Partisan balance requirements in the age of new formalism.

Author:Krotoszynski, Ronald J., Jr.
Position:II. A Historical Overview of Mandatory Partisan Balance Requirements for Independent Federal Agencies C. Acceptance Leads to Even Greater Encroachment through Conclusion, with footnotes, p. 979-1017
  1. Acceptance Leads to Even Greater Encroachment

    Into recent times, Congress continues to make the partisan balance requirement a key means of ensuring agency independence. (243) Since 1989, approximately 950 bills have been introduced in Congress that propose to create some new federal administrative body with a mandated split in political party representation among its members. (244) As some in Congress have boasted, partisan balance requirements "may be found from near the beginning to near the end of the 50 titles of the United States Code." (245)

    This continued reliance on mandated partisan balance requirements is the result of Congress's belief that it may constitutionally wield this power over executive branch appointments. (246) It also reflects the legislative branch's belief that such limitations on the President's appointment powers are necessary to ensure that appointments are made based on relevant expertise and not partisanship (247)--all with the hope of enhancing the perceived credibility and operational efficacy of independent federal agencies. (248)

    Congress certainly has embraced with gusto the proposition that historical practice ratifies its power to impose partisan quotas on presidential appointments to agencies it deems "independent." (249) Additionally, Congress has even taken the view that it has the power to impose similar requirements on presidential appointments to agencies housed within cabinet-level departments, (250) "Article I" courts, (251) and even "Article III" courts. (252)

    Moreover, in recent years, Congress has taken the step of requiring the President to seek preclearance from Congress before making certain appointments. The organic act of the Privacy and Civil Liberties Oversight Board requires that the President appoint, in a somewhat paradoxical fashion, five members "without regard to political affiliation, but in no event shall more than 3 members of the Board be members of the same political party." (253) The requirements do not stop there, however. Before appointing a member who is not of the President's own party, the President must "consult with the leadership of that party, if any, in the Senate and House of Representatives." (254) The purpose of this provision is clear: "[T]hose individuals who are not of the same political party as the President can only be appointed after the President has consulted with the leadership of the nominee's party." (255)

    Congress has failed to provide explicit justification for this new requirement on presidential appointment, and this is troubling, given that pre-appointment "consultation" seems to go far beyond the Senate's accepted constitutional role of giving "Advice and Consent" (256) to presidential appointees.

    Perhaps the political context of the time explains Congress's motive for this novel requirement. In 2007, the time the Oversight Board's organic act was amended to include the presidential consultation requirement, both Houses were controlled by Democratic majorities, and Republican President George W. Bush had another two years in the White House. Some scholars have opined that the greatest push for independence in administrative agencies comes at times when the parties enjoy divided control over Congress (or at least one house) and the White House. (257) No matter the motive, the Oversight Board's consultation requirement is just the latest example of a means of securing "independence" that arguably violates the separation of powers doctrine.

● PROBLEMS TO WORK ON:
**A)** Answer these from the passage on partisan balance requirements:
(i) About how many bills proposing a new federal body with a mandated party split have been introduced in Congress since 1989?
(ii) What is the largest number of Privacy and Civil Liberties Oversight Board members who may belong to the same political party?
(iii) In what year was the Oversight Board's organic act amended to add the presidential consultation requirement?
**B)** Pick up the passage on partisan balance requirements after its final sentence and carry the argument forward.

● INFORMATION GIVEN:
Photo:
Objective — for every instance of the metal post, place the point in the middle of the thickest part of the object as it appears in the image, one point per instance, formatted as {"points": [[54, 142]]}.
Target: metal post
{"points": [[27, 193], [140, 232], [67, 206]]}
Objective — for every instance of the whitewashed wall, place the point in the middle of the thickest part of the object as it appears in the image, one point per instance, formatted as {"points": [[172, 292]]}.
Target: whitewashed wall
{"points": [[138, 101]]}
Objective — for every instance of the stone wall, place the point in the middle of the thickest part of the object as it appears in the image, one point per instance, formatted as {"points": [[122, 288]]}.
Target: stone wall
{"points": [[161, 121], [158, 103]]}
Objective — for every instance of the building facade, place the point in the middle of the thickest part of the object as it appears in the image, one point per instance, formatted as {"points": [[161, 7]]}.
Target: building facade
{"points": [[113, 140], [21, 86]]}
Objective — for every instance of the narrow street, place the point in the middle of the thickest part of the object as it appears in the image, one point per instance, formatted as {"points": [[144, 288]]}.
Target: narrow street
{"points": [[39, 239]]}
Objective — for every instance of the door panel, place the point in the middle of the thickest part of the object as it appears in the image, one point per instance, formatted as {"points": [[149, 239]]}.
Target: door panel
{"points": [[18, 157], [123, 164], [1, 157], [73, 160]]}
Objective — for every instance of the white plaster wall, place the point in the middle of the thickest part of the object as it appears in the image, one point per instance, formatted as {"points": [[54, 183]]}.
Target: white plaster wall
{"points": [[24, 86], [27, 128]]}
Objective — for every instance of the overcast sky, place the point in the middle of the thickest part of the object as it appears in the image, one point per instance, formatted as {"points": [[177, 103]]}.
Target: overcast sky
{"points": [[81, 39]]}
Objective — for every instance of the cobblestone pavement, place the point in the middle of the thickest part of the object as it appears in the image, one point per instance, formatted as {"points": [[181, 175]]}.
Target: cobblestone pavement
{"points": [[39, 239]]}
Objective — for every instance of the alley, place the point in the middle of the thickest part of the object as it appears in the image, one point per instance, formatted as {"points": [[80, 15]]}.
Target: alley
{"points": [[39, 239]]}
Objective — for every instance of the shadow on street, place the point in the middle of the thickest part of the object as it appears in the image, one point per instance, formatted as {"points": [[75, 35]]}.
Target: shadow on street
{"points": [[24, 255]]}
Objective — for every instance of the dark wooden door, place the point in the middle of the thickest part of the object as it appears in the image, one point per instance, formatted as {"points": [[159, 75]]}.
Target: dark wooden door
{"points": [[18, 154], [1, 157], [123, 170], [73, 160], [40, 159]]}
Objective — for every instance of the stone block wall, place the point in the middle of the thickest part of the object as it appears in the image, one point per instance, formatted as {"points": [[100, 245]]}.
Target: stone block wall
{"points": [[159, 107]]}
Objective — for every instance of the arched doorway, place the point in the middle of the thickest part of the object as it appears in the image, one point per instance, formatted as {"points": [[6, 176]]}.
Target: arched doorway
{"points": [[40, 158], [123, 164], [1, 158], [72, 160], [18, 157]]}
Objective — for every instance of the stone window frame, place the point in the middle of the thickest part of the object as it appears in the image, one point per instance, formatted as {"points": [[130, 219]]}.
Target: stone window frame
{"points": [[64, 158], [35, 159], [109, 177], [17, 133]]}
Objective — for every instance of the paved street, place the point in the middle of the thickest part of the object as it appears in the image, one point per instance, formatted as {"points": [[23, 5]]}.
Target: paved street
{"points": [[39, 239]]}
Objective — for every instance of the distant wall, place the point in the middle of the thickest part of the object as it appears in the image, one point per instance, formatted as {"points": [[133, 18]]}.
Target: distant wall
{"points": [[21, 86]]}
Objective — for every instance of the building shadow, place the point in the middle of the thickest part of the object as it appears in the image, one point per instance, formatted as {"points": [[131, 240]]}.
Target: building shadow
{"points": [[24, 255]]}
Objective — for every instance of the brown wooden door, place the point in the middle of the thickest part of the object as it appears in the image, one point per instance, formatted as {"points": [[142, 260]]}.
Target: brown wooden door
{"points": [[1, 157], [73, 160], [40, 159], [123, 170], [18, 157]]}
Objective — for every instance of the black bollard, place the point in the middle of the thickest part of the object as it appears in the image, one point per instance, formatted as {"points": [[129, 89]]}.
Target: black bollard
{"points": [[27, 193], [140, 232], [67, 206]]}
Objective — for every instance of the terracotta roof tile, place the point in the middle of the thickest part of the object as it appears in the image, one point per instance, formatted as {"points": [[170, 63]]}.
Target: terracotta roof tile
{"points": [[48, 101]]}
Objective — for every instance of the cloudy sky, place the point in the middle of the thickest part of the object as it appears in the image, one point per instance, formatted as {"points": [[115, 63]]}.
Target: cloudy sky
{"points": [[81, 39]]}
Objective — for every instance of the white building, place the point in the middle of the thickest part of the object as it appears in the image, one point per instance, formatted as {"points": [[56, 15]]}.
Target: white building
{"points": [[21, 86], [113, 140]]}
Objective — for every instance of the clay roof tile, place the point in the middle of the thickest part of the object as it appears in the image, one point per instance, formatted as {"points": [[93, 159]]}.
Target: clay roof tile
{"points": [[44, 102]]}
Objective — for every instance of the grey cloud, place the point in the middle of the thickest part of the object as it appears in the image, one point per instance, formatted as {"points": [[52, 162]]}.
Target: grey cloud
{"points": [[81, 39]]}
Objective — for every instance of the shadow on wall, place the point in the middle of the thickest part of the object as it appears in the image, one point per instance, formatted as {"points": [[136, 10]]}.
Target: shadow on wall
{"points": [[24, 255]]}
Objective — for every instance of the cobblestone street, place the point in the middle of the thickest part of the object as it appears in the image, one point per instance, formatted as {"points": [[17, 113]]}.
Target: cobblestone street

● SOLVED PROBLEMS:
**A)**
(i) Approximately 950.
(ii) Three.
(iii) 2007.

**B)**
    It also bears noting that the executive branch has not simply accepted limitations on the President's constitutional appointment power. The opinions of the Office of Legal Counsel (OLC), a division of the Department of Justice, provide strong counterevidence of presidential acquiescence in congressional efforts to control presidential appointments. (258) In fact, OLC's formal opinions stand in considerable tension with Senator Mitchell's history of a joint or shared vision of the appointment power. Although the OLC has not consistently branded partisan balance requirements as unconstitutional, the office has consistently asserted that limits on the President's appointment power are constitutionally suspect.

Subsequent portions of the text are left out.